Assigned task: Filter these entries down to the lines that hold the word "steeple", and show each of them.
#####
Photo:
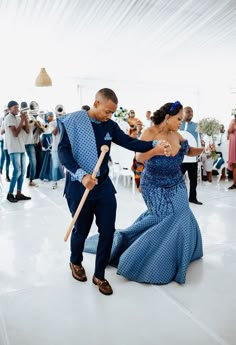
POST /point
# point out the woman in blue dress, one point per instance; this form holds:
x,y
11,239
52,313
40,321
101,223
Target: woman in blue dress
x,y
162,242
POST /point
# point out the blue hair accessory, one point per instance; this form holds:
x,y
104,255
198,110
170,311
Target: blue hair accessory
x,y
174,106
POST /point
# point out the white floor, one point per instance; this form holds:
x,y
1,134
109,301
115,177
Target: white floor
x,y
40,303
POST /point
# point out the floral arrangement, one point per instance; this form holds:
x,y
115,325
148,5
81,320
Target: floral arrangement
x,y
210,127
121,113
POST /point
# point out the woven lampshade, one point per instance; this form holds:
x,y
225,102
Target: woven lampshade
x,y
43,79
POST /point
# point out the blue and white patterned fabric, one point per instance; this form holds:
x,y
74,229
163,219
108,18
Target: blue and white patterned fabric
x,y
162,242
82,139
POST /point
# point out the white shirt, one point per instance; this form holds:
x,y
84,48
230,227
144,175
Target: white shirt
x,y
29,137
55,138
1,122
13,144
192,142
147,123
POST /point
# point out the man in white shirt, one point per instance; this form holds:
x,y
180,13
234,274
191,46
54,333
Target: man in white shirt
x,y
14,127
189,130
29,145
4,153
148,121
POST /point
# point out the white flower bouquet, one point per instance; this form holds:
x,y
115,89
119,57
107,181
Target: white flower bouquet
x,y
121,113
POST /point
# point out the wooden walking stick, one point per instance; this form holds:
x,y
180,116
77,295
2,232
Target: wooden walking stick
x,y
104,150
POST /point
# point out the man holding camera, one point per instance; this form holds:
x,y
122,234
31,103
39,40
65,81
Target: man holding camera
x,y
14,127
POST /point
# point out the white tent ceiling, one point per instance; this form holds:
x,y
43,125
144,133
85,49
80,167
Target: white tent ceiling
x,y
182,42
145,39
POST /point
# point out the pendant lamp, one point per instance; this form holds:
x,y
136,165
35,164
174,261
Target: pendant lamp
x,y
43,79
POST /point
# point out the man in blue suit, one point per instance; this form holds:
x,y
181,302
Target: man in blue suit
x,y
82,135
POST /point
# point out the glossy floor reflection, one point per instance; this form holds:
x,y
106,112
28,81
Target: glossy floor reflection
x,y
40,303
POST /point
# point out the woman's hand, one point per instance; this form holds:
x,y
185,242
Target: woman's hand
x,y
163,147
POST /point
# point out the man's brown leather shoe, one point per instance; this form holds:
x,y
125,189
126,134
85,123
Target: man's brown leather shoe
x,y
103,285
78,272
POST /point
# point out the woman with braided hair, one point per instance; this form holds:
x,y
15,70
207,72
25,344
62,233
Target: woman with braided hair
x,y
162,242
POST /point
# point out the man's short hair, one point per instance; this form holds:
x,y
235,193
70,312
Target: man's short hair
x,y
108,94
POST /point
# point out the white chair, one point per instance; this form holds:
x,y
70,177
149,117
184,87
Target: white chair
x,y
122,160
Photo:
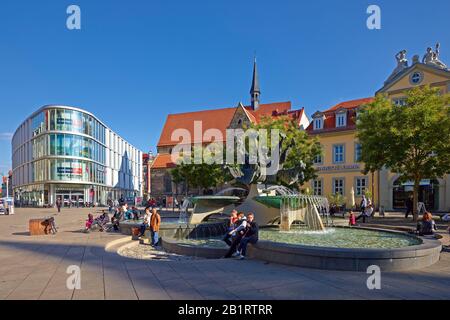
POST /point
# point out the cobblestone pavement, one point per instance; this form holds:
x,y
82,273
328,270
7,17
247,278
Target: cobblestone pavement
x,y
35,268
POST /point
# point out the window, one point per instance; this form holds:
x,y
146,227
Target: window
x,y
416,78
338,153
358,152
317,187
341,120
338,186
361,186
318,124
399,102
318,159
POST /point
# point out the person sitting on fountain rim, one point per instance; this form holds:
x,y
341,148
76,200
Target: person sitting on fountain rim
x,y
367,212
233,224
237,233
146,223
427,226
251,235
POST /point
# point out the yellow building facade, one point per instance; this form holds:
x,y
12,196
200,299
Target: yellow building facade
x,y
339,168
434,193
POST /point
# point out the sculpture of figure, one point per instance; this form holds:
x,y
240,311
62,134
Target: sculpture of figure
x,y
402,64
432,57
402,61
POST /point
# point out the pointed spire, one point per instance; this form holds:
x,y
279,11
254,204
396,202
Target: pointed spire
x,y
255,90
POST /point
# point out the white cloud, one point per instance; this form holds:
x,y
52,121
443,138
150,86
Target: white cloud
x,y
6,136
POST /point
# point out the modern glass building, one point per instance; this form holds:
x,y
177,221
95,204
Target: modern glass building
x,y
68,153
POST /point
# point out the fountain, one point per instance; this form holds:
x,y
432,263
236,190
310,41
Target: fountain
x,y
292,230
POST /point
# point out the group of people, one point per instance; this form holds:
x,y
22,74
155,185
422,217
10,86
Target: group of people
x,y
242,230
101,222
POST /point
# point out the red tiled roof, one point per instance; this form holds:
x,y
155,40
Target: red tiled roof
x,y
351,104
329,124
214,119
163,161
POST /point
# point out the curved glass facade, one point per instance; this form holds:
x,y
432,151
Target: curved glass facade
x,y
64,149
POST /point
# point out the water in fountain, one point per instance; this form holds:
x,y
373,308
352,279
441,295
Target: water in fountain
x,y
231,192
281,190
303,207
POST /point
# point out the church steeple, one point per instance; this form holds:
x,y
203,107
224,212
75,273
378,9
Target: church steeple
#####
Response:
# point out the church steeple, one point per instance; this form holds:
Target: church steeple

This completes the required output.